*Отрывок*
>>

Оглядываясь назад, тридцатидвухлетний Герман вспоминает себя шестилетнего: например, случай, когда однажды, играя вместе с другими ребятами, он валялся на улице кверху голым задом. Это увидела его бабушка, жившая в то время в доме его родителей, и отругала его, нажаловалась отцу и матери и сказала, что они ребенка избаловали, не смотрят за ним, а надо бы его «на улицу не пускать, а отправить в школу: там бы научился смирно сидеть и все такое; большой мудрости от меня в этом возрасте хотела. Впрочем, она желала мне добра. Мои родители и держали меня в доме, насколько могли, но это мало помогало — я все равно ходил в соседние дома и общался с детьми, от этого меня было не отвадить»[6].
Живший сравнительно недалеко от Вайнсберга художник Питер Брейгель почти в те же годы, когда тот писал свои мемуары, создал картину «Игры детей». По широко распространенному мнению исследователей, он изобразил на ней едва ли не все игры, известные европейским детям той эпохи. Среди десятков ребятишек, играющих на этом полотне с суровыми и сосредоточенными лицами, мне не удалось отыскать ни одного, занимающегося тем, что описывает наш автор: очевидно, такую игру великий фламандский живописец либо не знал, либо не стал изображать.
Более интересным в данном пассаже «Книги Вайнсберга» представляется, однако, не сама игра, а то, как мемуарист отдает себе и читателю отчет в том, что, будучи мальчишкой, предавался мальчишеским забавам («puer puerilia tractavi») и просто не мог вести себя подобно взрослому. Нам, сегодняшним, это кажется вполне естественным и единственно возможным представлением о детстве, но те, кто знаком с концепцией Филиппа Арьеса[7], помнят, что это различение между ребенком и взрослым французский историк рассматривает как сравнительно поздний исторический феномен, который в XVI веке еще только зарождался. Для Вайнсберга же, как можно заключить из нашего источника, разница была очевидна. Рассказывая о своем поведении в десятилетнем возрасте, он тоже неоднократно указывает на то, что был непоседлив, «как все мальчики».

<<

*Исходные данные*
>>

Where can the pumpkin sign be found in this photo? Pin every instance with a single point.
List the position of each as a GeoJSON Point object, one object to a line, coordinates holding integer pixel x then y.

<<

*Задание 1*
Пожалуйста, перескажите в виде короткого списка абзац отрывка, который начинается словами «Живший сравнительно недалеко от Вайнсберга», сохранив его основные факты.
*Задание 2*
Переведите на английский язык предложение из отрывка: «Для Вайнсберга же, как можно заключить из нашего источника, разница была очевидна».

*Готовый ответ 1*
- Художник Питер Брейгель жил сравнительно недалеко от Вайнсберга. Почти в те же годы, когда Вайнсберг писал мемуары, Брейгель создал картину «Игры детей».
- Многие исследователи считают, что на картине изображены едва ли не все игры, известные европейским детям той эпохи.
- Среди десятков детей на полотне не нашлось ни одного, кто играл бы в описанную автором игру. Видимо, Брейгель либо не знал такой игры, либо не стал ее изображать.

*Готовый ответ 2*
For Weinsberg, however, as can be concluded from our source, the difference was obvious.